--- Given exercise A ---
Reproduce the whole listing of stored dataset items word for word, omitting the pictures.

--- Document section ---
==========
We're in the afternoon session of the Gießen conference now (and I will need to run out a little early from here, in order to catch my train back to Hannover in the evening). The keynote speaker is Adam Arvidsson, whose interest is in what he calls the ethical economy (an online book of the same title is being released next week). Session chair Jörn Lamla introduces the session by referring to the German Website Ciao.de, a consumer-driven product discussion and rating Website (perhaps similar to sites like Epinions the English-speaking world) which is operated by a PR company - a kind of commercialisation of culture and a culturisation of commerce at the same time.

Adam begins by asking what the potentials of the generalisation of social production may be for an overcoming of conventional capitalist production - there is great potential for this in the ethical economy, he says. Customer co-production is a key trend of recent years, and in the 'exerience economy', customers are increasingly involved. Such initiatives, where they come from a marketing perspective, are managerial responses to an emerging new mode of production (what I would call produsage, I guess): variously described as social production, p2p production, open design, but not only online - even community-supported agriculture, and self-organised service economies (including LETS schemes, especially in large European cities) are part of this trend. (This trend is also driven further by current economic crises.)

Such initiatives, even where they take place online, are significantly supported by the Internet and related information and communication technologies. Leadbeater & Miller report that some 58% of the UK population are now engaged in social production; Adam's own research sets the figure as 83% (including purely online efforts) for Malmö. Such social production does not follow the value logic of capitalist production - value is not necessarily directly related to labour - but it does follow a value logic, if a different one.

Social production is not beyond value, but value here is related not to labour time (or productive time) but to the ability to construct ethically significant social relations. Value here lies in the brand that forms community, the project team, the p2p network, the creative 'scene' - the ability to give organisation to a particular task or project, often on a nomadic, case-by-case basis.
==========
[Stored dataset items]
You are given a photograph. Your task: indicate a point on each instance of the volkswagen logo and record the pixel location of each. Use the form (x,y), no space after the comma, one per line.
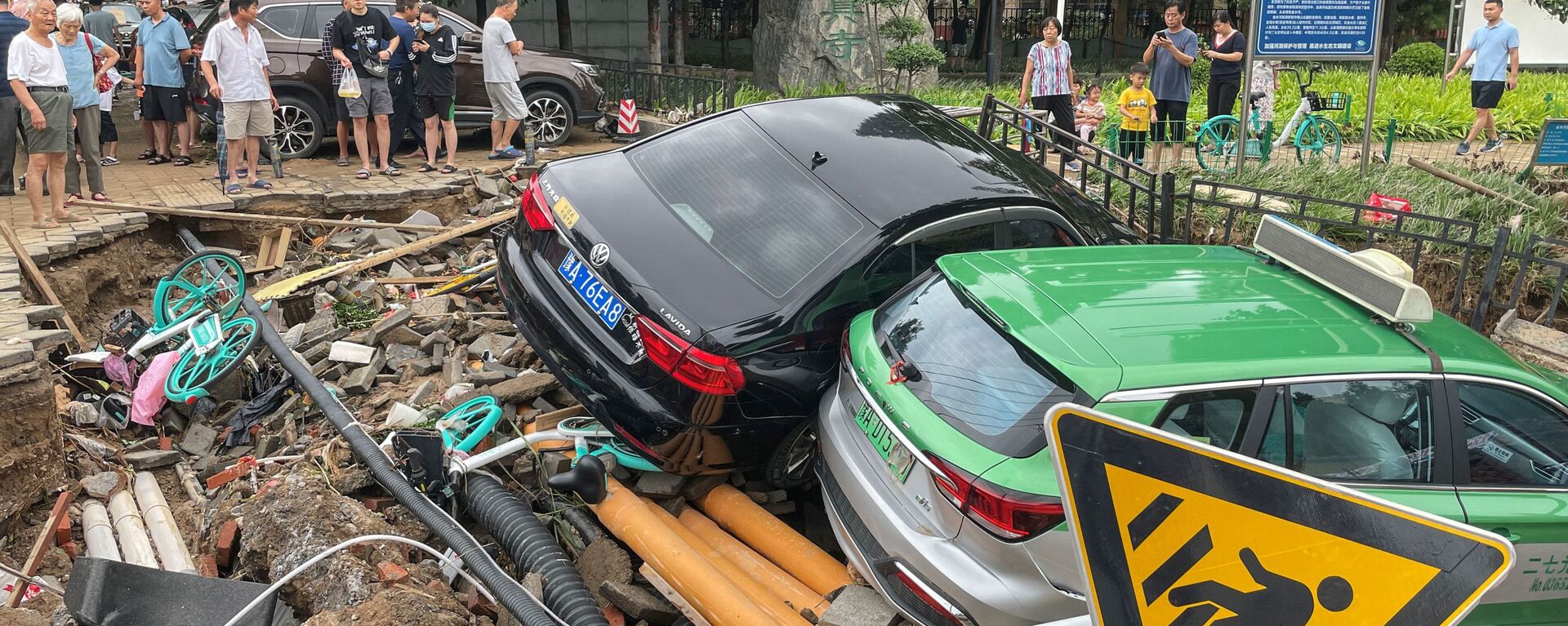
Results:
(599,255)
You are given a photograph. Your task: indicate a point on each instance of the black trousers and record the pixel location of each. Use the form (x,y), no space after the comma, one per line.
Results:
(405,109)
(1058,112)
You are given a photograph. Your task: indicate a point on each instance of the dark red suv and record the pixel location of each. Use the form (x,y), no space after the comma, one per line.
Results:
(562,88)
==========
--- Given exercise B ---
Carry the conference report on the ethical economy keynote forward from its last sentence.

--- Result A ---
You are given a photograph. Your task: indicate a point on each instance of the volkswagen logo and record the pixel location of each. Use the form (x,y), no space after the comma, one per line.
Results:
(599,255)
You are given a photograph. Your task: indicate a point on each instance of the black trousers and record the pixel location of each. Use the form (x,y), no space after the comma, one per line.
Results:
(405,109)
(1058,112)
You are given a photograph. Your task: indicate a point on each instance of the dark red suv and record the pixel location of each. Use the form (x,y), no space after the comma, one per line.
Results:
(562,88)

--- Result B ---
Social production realises an ethical economy, then. This economy is 'ethical' because value is contingent on the production of affectively significant ties (strong links in a world of weak links); actors are motivated not by money but by the social recognition of self; and value is communicated in 'ethical' media: networks and social recognition that measure and embody the social impact of a person or object. This ethical economy already has an important presence in contemporary capitalism, in brands, knowledge management, and corporate values. This is reflected in the growing financial importance of intangibles - indicated for example in corporate investment trends.

People have of course always organised their own processes of production, and people have always valued networks and respects; however, in the information society, such tendencies have been scaled up and the capacity for self-organisation is much greater. The potential for aggregating and communicating networks and respect is much greater (this is one of the attractions of social media, indeed), and the media for doing so are becoming objectified, much in the same way that in very early stages of the industry revolution the medium of capitalist exchange - money itself - was objectified.

This connects also to the continuing mediatisation of production and consumption, the socialisation of the means of cognitive production; to the now existential necessity to produce an identity; to the expansion of a new class of knowledge workers who value self-realisation; and to the expansion of education and the overproduction of university graduates in the last decades of the twentieth century, who have now become the workforce of the ethical economy. This affirmation of a new ethical economy is the consequence of the socialisation of the capitalist production process in the form of what Marx called General Intellect, Adam says. What creates value are not the means of production, but the ability to organise them in a meaningful way.

This trend will continue, because the ethical economy is more efficient as a source of immaterial expansion; because it will expand further into material production; and because it will form its own objective forms of value, its own 'iron cage': networking and rating are the fastest growing online activities, and projects and companies are emerging which aim to combine such ratings into more comprehensive indices, rating the overall ethical impact of companies, for example.

This way, brands can become the global public spheres that accompany global production processes, and such ethical indices can democratise financial markets and reconnect them to a 'real' economy (rather than providing only indices which rate brands against one another within a market).

We are seeing the emergence of a new economic form within the capitalist system, then, and this new economy will become very relevant for the organisation of the 21st century in terms of production, consumption, and value. In the longer term, capitalism will have to adapt to the logic of the ethical economy, and this ethical economy has the power to transform the central institutions of the current capitalist system.

That's the end of Adam's presentation - my apologies to the other panellists, but I have a train to catch!